:: PASSAGE

In this field of competence BAM evaluates holistically the safe operation of hydrogen plants as well as the safety of processes for the production and conversion of hydrogen. This includes not only the safety assessment of gaseous, liquid and "bound" hydrogen and hydrogen mixtures but also the investigation of their safety properties and safe process control. By combining experimental results with validated system models, plant safety concepts are developed and reliable impact assessments are obtained for different and complex scenarios in plants and systems, so that undesired events can be avoided or their consequences limited.

Selected examples of our work are described below. Detailed information can be found in our brochure "Hydrogen: Our contribution to safety" (PDF) .

The many aspects of a hydrogen filling station

The Federal Government supports the development of a filling station network for years as an important component of a hydrogen supply infrastructure to be created. This is because a dense, reliable network of filling stations is essential for broad acceptance of the use of hydrogen vehicles. The hydrogen filling station is the central element of an overall system. In each station several technical components work together, from the electrolyser to the compressors and the high-pressure buffer storage tanks. All these components must be safe – whether in transport, during receipt and storage in storage tanks or at the interface to the vehicle. Finally, the quality of the hydrogen should not be neglected in order to rule out damage to the fuel cell.

::::
:: RECORD EXTRACTS

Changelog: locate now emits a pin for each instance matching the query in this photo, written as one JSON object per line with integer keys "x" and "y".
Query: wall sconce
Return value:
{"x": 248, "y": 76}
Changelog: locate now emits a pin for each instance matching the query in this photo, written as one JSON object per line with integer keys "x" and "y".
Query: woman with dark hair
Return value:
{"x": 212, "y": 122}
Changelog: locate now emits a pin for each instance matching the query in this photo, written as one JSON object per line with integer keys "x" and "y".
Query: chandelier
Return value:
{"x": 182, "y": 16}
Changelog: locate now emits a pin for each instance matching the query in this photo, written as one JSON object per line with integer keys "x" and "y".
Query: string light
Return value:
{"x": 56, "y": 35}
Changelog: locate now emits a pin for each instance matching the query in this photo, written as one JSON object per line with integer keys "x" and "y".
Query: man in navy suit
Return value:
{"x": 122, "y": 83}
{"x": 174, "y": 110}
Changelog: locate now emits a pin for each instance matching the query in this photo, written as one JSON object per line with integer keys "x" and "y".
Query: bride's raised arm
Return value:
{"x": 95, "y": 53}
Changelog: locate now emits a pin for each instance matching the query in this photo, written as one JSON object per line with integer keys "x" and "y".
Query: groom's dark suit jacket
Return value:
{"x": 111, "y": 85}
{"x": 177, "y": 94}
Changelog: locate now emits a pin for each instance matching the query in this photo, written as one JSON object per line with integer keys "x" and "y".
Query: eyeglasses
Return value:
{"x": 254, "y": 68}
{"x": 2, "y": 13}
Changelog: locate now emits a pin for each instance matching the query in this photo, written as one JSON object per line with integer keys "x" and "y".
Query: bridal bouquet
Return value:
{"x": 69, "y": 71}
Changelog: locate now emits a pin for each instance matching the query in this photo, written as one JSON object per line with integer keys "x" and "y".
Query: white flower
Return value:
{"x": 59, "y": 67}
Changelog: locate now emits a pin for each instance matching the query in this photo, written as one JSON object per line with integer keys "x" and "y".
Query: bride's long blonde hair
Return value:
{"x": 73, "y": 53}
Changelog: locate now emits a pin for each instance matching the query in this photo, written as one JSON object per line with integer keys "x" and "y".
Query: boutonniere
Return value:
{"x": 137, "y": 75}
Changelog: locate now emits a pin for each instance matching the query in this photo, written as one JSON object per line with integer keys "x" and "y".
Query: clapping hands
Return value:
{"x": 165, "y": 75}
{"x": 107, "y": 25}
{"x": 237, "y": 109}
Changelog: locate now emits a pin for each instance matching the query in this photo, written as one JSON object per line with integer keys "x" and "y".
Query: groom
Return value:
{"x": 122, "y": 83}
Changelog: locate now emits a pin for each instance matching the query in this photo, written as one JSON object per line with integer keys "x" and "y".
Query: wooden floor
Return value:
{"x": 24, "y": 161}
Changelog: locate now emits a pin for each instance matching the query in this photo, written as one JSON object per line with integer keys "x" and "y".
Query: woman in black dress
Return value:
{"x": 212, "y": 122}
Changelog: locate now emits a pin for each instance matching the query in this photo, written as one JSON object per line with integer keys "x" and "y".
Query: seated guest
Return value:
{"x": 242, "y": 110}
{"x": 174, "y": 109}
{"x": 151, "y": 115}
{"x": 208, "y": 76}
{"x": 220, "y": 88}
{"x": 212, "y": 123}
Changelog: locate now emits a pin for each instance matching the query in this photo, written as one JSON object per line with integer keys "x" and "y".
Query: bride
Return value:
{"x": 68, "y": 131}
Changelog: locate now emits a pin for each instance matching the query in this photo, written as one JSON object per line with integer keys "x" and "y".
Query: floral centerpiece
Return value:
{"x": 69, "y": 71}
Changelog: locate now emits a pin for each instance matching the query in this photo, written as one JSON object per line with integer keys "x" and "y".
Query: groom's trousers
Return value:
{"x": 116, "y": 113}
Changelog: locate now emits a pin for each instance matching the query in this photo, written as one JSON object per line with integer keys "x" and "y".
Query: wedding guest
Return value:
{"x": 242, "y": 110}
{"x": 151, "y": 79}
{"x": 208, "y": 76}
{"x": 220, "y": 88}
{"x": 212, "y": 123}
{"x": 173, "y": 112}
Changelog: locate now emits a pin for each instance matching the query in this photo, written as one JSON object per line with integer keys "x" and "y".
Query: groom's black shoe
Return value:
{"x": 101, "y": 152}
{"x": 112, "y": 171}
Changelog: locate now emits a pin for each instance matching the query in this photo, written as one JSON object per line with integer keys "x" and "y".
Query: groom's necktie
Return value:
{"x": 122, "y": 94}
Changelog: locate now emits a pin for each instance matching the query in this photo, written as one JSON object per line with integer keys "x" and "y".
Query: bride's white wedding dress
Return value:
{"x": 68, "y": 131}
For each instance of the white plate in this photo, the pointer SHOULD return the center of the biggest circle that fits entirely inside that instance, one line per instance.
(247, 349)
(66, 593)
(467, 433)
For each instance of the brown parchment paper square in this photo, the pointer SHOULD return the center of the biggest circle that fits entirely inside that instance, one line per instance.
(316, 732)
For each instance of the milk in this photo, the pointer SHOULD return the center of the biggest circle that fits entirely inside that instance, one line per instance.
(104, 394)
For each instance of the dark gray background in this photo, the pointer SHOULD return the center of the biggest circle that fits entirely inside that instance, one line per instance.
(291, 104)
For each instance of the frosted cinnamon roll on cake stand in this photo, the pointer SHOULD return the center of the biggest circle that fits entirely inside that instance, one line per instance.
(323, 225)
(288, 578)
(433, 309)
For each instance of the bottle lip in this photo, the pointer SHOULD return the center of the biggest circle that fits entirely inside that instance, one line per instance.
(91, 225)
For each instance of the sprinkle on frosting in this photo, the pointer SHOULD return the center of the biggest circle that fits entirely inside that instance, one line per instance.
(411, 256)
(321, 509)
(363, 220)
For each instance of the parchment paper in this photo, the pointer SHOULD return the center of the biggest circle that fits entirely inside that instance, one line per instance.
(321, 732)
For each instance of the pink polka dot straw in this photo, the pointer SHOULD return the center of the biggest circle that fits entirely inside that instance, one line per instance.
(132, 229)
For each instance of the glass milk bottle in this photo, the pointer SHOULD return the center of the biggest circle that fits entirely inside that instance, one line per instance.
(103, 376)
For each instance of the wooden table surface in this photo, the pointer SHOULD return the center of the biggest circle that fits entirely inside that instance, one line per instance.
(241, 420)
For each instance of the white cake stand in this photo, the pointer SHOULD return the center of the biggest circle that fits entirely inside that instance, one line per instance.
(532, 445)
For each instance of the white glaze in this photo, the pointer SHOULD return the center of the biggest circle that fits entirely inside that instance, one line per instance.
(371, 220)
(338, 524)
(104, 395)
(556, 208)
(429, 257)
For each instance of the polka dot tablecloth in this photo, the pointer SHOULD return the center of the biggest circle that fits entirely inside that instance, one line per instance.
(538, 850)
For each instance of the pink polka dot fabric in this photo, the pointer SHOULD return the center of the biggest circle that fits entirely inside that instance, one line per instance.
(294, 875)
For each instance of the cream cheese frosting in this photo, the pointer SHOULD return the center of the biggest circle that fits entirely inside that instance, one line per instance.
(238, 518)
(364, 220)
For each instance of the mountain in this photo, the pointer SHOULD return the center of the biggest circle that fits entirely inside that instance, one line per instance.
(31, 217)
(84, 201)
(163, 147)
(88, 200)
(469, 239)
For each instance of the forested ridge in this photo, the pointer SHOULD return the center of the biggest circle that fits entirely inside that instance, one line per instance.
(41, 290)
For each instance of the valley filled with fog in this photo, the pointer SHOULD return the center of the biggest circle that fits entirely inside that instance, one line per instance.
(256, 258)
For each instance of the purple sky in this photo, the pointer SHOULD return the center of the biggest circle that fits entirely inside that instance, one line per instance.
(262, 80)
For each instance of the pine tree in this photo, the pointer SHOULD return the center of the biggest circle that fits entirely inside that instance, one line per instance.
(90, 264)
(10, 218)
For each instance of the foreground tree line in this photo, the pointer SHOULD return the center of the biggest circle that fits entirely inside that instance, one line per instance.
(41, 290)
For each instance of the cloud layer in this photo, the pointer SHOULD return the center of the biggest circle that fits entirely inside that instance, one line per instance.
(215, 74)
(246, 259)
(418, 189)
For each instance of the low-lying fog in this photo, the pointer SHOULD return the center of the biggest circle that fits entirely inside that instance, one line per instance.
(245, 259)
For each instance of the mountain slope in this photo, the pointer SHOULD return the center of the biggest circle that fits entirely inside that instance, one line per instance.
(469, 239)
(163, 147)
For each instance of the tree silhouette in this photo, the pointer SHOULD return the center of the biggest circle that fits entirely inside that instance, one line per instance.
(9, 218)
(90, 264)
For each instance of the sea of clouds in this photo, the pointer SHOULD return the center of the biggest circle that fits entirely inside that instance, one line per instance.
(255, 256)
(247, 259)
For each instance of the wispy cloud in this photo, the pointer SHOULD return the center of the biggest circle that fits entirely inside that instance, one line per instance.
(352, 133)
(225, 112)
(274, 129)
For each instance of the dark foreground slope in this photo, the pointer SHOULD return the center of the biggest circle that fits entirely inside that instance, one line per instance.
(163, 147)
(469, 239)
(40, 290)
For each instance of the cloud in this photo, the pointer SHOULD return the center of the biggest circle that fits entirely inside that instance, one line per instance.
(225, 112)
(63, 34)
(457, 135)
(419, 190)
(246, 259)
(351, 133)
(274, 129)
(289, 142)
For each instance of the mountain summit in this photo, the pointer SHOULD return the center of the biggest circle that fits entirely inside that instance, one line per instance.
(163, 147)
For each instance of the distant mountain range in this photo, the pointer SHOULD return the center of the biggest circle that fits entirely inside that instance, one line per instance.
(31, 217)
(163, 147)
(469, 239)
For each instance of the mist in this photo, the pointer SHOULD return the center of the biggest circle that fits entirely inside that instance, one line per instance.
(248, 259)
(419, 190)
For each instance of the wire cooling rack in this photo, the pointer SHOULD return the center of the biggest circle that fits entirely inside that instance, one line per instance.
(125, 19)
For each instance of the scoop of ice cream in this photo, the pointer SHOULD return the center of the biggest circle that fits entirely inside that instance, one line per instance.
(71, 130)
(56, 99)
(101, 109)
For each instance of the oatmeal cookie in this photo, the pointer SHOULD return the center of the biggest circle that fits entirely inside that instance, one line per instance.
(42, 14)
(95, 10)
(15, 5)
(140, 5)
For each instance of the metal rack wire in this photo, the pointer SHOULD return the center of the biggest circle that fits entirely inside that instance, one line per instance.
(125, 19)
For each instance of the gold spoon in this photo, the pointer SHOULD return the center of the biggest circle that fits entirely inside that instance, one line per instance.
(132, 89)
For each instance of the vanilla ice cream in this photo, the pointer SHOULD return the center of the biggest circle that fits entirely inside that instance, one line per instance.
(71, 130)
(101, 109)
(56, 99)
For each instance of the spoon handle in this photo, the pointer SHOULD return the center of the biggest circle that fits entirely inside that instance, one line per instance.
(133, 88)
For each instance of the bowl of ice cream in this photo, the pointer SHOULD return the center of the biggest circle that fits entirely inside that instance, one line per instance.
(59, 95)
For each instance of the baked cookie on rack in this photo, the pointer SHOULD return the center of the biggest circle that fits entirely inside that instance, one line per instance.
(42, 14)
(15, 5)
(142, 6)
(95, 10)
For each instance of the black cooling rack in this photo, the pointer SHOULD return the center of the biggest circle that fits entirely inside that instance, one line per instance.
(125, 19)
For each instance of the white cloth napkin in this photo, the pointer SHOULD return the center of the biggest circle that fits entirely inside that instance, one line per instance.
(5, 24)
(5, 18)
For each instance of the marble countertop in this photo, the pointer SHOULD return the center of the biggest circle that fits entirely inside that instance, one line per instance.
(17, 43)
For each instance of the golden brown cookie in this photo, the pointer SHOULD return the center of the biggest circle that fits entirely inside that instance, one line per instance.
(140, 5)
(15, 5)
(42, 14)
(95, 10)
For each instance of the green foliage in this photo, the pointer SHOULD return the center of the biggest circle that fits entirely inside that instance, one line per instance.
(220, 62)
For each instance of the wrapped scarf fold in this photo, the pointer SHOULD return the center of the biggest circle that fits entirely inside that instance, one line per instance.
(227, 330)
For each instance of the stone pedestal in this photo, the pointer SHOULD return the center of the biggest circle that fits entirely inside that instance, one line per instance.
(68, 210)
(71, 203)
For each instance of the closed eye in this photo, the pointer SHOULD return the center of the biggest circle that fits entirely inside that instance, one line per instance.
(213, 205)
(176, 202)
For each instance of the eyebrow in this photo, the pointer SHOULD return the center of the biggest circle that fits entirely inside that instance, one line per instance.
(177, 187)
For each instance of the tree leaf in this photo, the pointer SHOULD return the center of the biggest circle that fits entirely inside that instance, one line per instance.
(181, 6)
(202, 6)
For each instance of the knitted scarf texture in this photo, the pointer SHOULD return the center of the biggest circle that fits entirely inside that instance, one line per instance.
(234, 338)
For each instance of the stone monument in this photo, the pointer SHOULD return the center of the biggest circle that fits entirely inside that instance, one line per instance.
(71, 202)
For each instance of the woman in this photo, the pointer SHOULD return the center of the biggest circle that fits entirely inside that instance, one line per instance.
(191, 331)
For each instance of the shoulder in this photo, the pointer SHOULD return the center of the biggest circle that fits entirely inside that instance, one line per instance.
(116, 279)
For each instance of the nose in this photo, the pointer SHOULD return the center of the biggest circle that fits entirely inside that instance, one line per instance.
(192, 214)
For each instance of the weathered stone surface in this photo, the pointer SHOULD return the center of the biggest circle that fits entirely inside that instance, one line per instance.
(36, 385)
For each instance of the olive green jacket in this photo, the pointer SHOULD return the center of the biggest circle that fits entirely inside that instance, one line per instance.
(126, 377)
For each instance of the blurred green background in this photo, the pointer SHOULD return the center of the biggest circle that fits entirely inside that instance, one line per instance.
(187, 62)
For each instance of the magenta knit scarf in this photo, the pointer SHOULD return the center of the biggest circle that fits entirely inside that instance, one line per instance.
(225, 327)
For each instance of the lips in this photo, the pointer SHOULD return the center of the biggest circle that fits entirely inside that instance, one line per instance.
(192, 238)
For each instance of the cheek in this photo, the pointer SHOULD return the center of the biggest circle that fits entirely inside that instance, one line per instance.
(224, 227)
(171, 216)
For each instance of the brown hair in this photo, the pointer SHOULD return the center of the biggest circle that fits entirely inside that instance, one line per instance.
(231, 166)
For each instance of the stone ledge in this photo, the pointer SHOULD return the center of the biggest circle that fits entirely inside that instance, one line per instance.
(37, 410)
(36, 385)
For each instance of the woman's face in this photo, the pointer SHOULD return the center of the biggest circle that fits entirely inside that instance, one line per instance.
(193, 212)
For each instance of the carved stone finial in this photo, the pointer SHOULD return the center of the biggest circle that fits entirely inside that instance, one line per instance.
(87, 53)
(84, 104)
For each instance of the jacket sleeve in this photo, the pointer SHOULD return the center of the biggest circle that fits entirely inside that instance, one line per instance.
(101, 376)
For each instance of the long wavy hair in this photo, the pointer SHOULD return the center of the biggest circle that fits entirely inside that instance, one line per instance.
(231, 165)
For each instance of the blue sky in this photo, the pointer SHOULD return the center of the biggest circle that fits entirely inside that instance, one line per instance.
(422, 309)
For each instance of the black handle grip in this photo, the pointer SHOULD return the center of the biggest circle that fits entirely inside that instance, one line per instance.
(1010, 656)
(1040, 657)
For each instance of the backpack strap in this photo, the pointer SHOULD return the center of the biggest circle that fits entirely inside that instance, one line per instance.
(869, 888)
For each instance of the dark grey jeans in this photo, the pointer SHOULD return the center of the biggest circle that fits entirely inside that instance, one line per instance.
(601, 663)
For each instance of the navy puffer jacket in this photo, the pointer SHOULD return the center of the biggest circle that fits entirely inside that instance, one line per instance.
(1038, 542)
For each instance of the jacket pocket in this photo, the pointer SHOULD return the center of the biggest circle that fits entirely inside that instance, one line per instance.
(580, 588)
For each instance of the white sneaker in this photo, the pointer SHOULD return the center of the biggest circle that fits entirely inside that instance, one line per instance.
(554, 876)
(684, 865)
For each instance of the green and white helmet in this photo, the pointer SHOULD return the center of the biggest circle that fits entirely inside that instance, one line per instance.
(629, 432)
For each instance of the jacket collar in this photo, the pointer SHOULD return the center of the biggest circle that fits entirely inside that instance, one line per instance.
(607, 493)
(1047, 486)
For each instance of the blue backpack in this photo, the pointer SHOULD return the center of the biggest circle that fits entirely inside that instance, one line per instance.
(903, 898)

::::

WHAT YOU HAVE TO DO -
Copy the hydrogen safety text word for word from "The many aspects" to "the fuel cell.".

WRITTEN SOLUTION -
The many aspects of a hydrogen filling station

The Federal Government supports the development of a filling station network for years as an important component of a hydrogen supply infrastructure to be created. This is because a dense, reliable network of filling stations is essential for broad acceptance of the use of hydrogen vehicles. The hydrogen filling station is the central element of an overall system. In each station several technical components work together, from the electrolyser to the compressors and the high-pressure buffer storage tanks. All these components must be safe – whether in transport, during receipt and storage in storage tanks or at the interface to the vehicle. Finally, the quality of the hydrogen should not be neglected in order to rule out damage to the fuel cell.